#### Task details:
Which lines belong in the answer? Exactly those from the line containing "target: <item>red baseball cap</item>" through the last line of the records below, repeated as written.

#### Task material:
━━━━━━

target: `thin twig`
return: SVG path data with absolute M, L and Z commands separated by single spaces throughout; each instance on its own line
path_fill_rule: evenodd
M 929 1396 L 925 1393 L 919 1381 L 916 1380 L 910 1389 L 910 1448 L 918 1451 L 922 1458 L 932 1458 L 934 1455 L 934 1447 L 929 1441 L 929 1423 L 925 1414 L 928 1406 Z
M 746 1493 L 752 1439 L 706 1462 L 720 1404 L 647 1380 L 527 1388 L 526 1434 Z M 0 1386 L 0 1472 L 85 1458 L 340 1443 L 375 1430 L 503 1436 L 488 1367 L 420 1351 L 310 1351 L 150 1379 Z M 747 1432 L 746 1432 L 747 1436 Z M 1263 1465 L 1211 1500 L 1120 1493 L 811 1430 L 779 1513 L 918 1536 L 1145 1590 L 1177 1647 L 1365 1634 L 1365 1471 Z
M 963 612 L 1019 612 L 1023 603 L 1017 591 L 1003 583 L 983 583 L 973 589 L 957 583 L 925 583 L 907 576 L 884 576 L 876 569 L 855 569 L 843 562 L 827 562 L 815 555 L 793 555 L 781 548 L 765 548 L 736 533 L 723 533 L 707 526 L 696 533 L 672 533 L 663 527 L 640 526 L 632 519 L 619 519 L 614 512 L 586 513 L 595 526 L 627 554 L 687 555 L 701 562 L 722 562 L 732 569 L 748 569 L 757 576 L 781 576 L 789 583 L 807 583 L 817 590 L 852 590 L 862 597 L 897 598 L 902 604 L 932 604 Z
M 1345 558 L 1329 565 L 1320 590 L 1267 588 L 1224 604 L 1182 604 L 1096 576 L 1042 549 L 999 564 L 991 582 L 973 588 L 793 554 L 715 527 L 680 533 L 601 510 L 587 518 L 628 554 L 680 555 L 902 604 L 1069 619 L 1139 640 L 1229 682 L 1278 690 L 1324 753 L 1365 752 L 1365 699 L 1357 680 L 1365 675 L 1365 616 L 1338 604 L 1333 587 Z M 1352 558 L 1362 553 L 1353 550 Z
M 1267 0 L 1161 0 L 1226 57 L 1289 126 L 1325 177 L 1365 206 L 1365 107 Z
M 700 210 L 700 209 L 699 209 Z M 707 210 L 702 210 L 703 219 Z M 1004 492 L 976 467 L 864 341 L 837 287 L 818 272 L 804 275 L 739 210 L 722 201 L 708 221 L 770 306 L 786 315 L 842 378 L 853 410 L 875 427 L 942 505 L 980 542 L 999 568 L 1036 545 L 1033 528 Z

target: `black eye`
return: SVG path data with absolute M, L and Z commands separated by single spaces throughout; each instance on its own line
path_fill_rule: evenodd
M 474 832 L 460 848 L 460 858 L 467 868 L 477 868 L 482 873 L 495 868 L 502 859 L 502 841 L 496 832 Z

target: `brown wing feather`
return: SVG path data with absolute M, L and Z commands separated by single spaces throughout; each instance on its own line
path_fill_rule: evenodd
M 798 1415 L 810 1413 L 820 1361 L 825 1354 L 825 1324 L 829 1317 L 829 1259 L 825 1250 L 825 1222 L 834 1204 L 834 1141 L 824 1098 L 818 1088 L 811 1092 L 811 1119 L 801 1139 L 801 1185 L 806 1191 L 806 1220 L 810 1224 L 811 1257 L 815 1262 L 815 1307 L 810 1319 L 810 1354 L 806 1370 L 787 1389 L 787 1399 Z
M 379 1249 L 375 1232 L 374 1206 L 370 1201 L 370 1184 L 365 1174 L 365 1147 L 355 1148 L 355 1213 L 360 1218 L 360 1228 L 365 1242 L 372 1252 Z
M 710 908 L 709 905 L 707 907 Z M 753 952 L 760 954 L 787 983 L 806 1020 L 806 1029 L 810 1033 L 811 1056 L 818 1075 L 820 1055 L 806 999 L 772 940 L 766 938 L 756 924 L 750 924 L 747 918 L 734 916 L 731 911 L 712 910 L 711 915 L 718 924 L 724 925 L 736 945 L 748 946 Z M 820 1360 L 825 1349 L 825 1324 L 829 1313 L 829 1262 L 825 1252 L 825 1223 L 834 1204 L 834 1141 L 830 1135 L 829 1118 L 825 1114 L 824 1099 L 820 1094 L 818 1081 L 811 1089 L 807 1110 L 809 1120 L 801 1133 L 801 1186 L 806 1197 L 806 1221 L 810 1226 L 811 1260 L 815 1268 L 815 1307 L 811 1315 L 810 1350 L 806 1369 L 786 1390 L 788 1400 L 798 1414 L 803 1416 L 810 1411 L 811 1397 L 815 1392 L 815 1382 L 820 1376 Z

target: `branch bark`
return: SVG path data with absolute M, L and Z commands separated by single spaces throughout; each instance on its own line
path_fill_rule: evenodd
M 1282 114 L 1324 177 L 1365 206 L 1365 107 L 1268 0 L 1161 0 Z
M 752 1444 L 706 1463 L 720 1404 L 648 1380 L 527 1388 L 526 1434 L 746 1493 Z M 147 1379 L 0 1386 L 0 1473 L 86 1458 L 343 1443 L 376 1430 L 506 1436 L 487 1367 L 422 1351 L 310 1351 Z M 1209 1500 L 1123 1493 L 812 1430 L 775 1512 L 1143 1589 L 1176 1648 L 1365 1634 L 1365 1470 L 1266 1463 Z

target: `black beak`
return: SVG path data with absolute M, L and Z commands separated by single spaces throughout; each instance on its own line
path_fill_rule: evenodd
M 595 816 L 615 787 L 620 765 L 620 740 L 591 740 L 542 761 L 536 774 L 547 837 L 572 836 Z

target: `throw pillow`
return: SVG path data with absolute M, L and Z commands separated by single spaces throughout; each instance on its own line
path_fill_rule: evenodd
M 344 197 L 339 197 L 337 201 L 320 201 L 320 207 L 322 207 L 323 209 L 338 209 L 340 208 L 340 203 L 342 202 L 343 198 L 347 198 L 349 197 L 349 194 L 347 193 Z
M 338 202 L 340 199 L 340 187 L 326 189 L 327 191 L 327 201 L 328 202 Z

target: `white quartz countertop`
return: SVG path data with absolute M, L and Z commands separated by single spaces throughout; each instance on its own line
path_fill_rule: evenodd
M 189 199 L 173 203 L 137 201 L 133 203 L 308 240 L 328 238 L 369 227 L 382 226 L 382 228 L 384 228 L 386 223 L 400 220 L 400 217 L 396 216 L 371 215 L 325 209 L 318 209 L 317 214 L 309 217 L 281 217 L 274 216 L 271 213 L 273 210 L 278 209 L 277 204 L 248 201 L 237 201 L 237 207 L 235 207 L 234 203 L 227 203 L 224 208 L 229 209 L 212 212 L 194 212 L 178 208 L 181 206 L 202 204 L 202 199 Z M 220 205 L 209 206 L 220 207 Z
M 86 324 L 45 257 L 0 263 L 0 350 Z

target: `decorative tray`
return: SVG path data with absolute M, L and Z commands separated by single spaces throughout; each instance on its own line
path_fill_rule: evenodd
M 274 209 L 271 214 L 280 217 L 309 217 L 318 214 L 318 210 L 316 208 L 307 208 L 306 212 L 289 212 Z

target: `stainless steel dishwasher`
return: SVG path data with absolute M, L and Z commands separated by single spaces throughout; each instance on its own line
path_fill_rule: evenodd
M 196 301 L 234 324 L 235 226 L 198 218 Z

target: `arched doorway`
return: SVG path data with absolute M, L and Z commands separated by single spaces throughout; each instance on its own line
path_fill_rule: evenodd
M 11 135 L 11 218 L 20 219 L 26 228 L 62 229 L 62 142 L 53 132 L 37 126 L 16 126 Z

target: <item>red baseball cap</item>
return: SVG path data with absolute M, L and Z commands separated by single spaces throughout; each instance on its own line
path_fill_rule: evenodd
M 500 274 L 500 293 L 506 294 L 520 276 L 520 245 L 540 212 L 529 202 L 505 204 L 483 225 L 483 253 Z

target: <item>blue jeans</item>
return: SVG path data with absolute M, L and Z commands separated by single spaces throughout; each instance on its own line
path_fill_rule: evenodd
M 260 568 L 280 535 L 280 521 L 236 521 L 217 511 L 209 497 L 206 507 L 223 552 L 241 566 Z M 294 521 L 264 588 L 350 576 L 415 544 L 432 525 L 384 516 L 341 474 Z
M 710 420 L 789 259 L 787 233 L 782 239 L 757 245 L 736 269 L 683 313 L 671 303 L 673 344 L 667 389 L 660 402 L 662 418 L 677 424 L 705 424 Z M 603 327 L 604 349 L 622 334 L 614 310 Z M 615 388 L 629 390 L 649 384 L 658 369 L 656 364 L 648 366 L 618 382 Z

━━━━━━

#### Exercise output:
target: <item>red baseball cap</item>
return: SVG path data with absolute M, L and Z commands separated by single spaces throughout; each instance on its own line
path_fill_rule: evenodd
M 500 274 L 500 293 L 506 294 L 520 276 L 520 245 L 540 212 L 529 202 L 505 204 L 483 225 L 483 253 Z

target: <item>blue jeans</item>
return: SVG path data with absolute M, L and Z commands separated by single spaces throughout; each instance on its own line
path_fill_rule: evenodd
M 260 568 L 280 535 L 280 521 L 236 521 L 217 511 L 209 497 L 206 507 L 223 552 L 241 566 Z M 294 521 L 264 588 L 350 576 L 415 544 L 432 525 L 384 516 L 341 474 Z
M 710 420 L 789 259 L 787 233 L 782 239 L 757 245 L 736 269 L 683 313 L 671 303 L 673 344 L 667 389 L 660 402 L 662 418 L 677 424 L 705 424 Z M 603 327 L 604 349 L 622 334 L 614 310 Z M 615 388 L 629 390 L 649 384 L 658 369 L 656 364 L 648 366 L 618 382 Z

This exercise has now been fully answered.